Action item
Beginning with the line below that contains "refrigerator in the photograph above." and ending with the line that contains "ceiling in the photograph above.", copy every line exactly. Copy nothing else.

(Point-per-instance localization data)
==*==

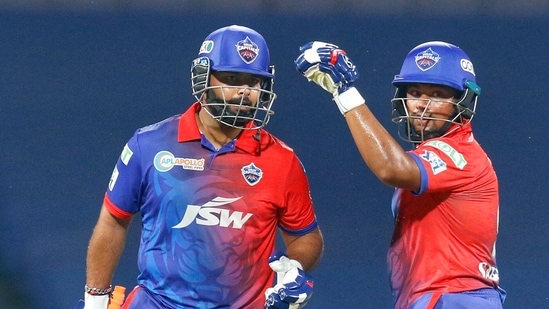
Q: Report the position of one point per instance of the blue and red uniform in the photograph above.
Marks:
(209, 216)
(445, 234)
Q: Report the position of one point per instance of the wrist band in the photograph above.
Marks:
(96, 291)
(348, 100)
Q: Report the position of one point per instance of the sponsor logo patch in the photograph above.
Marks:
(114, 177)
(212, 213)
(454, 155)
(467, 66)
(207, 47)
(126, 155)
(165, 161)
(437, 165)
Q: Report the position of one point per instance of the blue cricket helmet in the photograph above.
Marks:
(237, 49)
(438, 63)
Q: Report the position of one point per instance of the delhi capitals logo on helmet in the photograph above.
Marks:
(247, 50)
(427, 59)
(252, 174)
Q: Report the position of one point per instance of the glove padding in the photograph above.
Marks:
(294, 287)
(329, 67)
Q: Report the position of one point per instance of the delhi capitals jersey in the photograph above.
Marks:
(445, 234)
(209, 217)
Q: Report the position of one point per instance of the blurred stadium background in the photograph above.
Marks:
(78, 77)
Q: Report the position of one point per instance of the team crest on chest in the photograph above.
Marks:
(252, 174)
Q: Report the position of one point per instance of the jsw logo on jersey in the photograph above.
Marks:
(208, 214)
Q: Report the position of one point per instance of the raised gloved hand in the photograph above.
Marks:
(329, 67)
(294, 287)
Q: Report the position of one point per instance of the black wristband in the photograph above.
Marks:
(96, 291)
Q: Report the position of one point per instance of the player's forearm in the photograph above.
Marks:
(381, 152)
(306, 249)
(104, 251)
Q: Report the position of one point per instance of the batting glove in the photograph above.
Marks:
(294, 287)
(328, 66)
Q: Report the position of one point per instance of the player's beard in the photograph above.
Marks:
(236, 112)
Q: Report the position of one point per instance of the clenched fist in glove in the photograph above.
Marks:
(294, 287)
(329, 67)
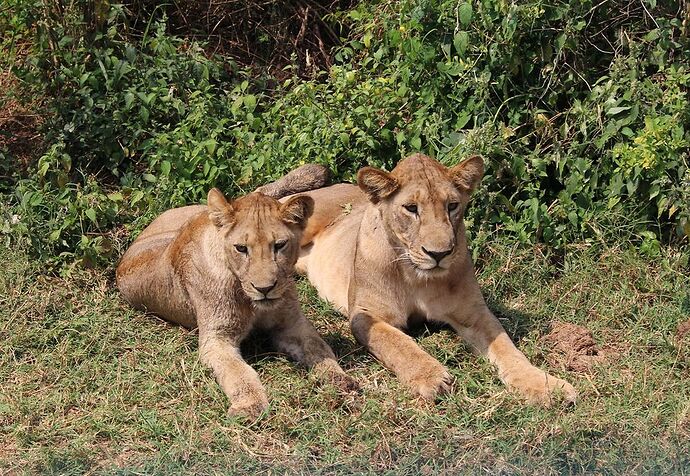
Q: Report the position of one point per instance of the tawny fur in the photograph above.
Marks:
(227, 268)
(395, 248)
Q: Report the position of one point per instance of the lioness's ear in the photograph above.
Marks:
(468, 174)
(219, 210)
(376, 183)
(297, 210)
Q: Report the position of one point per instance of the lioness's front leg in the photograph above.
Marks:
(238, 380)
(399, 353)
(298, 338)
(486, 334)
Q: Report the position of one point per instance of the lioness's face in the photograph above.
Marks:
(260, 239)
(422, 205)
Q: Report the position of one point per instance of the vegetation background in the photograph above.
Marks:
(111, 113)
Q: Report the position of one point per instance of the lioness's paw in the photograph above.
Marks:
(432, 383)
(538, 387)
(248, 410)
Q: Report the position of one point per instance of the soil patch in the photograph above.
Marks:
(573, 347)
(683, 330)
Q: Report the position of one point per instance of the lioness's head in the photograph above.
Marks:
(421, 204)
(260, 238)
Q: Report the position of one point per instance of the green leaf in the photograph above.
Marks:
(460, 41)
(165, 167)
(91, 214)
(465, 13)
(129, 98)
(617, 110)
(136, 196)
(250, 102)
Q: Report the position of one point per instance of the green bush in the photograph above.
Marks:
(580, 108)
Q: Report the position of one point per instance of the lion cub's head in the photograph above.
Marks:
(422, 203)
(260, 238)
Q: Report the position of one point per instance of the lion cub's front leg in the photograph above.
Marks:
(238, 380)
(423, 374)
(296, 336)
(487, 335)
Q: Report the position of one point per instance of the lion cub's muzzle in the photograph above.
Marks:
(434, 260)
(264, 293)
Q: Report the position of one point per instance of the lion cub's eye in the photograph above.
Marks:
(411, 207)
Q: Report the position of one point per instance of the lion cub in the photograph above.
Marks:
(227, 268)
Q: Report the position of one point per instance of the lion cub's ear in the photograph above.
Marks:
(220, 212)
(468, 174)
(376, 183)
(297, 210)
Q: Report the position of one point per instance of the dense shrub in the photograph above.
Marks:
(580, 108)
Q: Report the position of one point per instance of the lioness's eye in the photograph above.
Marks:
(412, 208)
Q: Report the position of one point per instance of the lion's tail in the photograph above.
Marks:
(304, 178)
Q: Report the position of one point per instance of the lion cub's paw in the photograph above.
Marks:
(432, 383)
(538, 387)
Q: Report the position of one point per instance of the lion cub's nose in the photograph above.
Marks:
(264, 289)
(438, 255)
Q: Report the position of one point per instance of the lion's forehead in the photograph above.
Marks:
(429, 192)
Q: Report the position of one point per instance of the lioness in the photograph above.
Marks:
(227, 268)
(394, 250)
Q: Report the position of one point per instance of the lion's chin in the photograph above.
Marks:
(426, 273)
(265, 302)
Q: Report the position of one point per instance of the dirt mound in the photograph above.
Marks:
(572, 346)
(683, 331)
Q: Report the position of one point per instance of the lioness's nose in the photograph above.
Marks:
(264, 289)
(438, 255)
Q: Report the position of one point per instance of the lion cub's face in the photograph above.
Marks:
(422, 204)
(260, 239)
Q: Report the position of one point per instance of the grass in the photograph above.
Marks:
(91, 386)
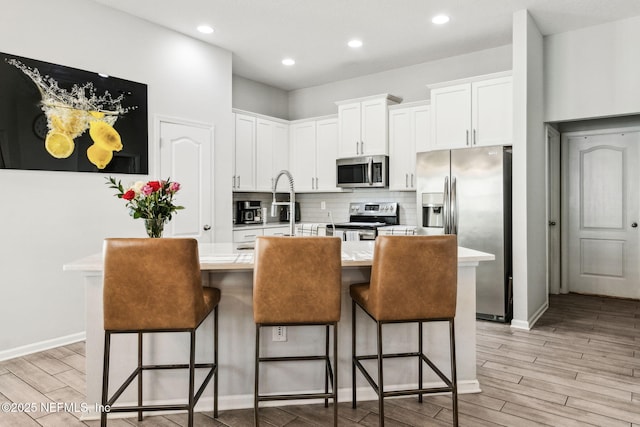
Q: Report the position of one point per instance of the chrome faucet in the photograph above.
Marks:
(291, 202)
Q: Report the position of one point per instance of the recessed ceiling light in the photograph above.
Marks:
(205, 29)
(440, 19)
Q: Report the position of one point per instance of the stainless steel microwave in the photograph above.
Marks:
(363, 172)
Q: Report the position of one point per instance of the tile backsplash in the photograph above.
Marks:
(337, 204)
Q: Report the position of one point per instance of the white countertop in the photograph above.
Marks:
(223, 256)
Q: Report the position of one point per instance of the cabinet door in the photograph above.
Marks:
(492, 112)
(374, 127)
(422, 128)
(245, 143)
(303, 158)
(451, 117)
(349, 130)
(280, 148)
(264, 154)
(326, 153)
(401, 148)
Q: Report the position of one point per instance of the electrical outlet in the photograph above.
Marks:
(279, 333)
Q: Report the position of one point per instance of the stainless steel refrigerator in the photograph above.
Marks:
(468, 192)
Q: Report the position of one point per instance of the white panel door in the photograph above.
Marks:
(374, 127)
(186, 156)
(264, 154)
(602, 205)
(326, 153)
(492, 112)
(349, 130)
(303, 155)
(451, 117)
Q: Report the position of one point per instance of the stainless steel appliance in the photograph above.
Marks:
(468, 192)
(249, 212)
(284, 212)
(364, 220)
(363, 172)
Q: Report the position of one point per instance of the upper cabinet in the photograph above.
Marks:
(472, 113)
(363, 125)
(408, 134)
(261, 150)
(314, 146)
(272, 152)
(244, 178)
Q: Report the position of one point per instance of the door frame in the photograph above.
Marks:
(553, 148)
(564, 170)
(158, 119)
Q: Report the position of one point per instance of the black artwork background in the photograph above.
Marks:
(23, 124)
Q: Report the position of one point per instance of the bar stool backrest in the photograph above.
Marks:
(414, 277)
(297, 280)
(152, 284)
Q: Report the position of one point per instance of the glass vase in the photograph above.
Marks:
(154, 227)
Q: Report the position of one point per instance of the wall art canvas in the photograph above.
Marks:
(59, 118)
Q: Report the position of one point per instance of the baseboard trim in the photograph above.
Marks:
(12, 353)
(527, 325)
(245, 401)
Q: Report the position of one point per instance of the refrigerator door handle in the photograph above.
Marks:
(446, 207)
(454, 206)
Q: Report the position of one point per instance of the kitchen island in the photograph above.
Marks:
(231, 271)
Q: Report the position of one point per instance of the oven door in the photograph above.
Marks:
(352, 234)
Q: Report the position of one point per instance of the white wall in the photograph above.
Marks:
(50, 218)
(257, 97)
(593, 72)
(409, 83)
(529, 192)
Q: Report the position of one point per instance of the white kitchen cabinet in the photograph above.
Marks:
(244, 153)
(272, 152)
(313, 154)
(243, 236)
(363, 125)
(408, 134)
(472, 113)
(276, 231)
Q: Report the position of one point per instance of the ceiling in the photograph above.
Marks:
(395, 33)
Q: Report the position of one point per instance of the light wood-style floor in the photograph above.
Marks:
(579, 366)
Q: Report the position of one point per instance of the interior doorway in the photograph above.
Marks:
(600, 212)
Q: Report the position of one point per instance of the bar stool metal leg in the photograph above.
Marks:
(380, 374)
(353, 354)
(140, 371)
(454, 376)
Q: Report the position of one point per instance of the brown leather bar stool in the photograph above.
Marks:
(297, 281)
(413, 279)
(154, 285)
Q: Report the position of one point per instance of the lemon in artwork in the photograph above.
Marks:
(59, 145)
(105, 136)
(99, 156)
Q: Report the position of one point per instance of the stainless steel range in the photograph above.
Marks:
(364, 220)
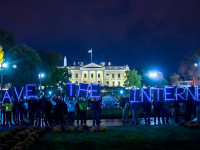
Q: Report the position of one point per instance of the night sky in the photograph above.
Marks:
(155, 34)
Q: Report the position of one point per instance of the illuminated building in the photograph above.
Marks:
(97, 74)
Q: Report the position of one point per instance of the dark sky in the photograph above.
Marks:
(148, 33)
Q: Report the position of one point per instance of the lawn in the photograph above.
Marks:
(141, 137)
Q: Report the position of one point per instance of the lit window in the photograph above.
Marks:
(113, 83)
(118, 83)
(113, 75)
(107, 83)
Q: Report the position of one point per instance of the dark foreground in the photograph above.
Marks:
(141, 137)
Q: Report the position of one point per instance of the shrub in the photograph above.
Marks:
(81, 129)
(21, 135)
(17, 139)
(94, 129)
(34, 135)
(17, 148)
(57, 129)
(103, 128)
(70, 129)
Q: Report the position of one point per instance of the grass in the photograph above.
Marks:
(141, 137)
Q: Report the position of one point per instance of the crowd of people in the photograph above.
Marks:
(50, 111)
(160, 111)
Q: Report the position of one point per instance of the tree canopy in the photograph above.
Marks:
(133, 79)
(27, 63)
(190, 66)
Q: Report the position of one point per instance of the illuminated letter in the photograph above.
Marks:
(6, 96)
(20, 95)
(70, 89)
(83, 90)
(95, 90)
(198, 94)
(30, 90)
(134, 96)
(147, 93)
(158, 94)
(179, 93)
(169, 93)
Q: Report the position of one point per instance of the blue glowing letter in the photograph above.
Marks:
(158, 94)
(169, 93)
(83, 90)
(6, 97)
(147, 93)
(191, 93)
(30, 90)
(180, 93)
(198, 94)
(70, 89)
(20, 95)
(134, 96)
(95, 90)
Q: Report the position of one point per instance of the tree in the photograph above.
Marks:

==*==

Written answer
Q: Report the position of one point per instance of the stainless steel refrigerator in the photograph above.
Marks:
(468, 192)
Q: Report the position of one point per instance of the white panel door in the photograph above.
Marks:
(374, 127)
(186, 156)
(264, 154)
(602, 205)
(326, 153)
(492, 112)
(349, 130)
(303, 155)
(451, 117)
Q: Report the position of one point per instance of the stainless steel appliance in the photograph above.
Marks:
(468, 192)
(249, 212)
(284, 212)
(364, 220)
(363, 172)
Q: Report the position of one point per instance of the upper cabinet in the photograph above.
Marks:
(472, 113)
(363, 125)
(408, 134)
(261, 150)
(314, 146)
(272, 152)
(244, 178)
Q: Report the position of one point per instance of the door frame in the photograph above.
Marks:
(553, 148)
(564, 170)
(158, 119)
Q: Report the position of one point per instance of the black artwork background in the photograph above.
Marks:
(23, 124)
Q: Report the position of one point per instance of the bar stool backrest in the photograph above.
Marks:
(414, 277)
(297, 280)
(152, 284)
Q: Report the position of one point per instance of the glass vase in the photograph above.
Marks:
(154, 227)
Q: Report the position of one point per instance of the wall art canvas in the photograph above.
Marks:
(59, 118)
Q: Report the position of one point per instance of the baseboard trim in the photograph above.
Marks:
(12, 353)
(527, 325)
(245, 401)
Q: Report the position of one point per instance of the refrigerator door handle in the photograph above.
Marks:
(446, 207)
(454, 206)
Q: Report the position of one point per instance of the kitchen island in the photograph above.
Marks:
(231, 271)
Q: Report the position of one point per instance of the oven door in the photograph above.
Marks:
(352, 234)
Q: Report the position of one point per instance of the white wall in the photograph above.
Marks:
(50, 218)
(257, 97)
(593, 72)
(409, 83)
(529, 192)
Q: Report the position of one point per instance of the white kitchen cabinet in the photograph above.
Marks:
(244, 153)
(272, 152)
(313, 154)
(243, 236)
(363, 125)
(408, 134)
(472, 113)
(276, 231)
Q: Report the position of one point per instance of the ceiling in the photograph above.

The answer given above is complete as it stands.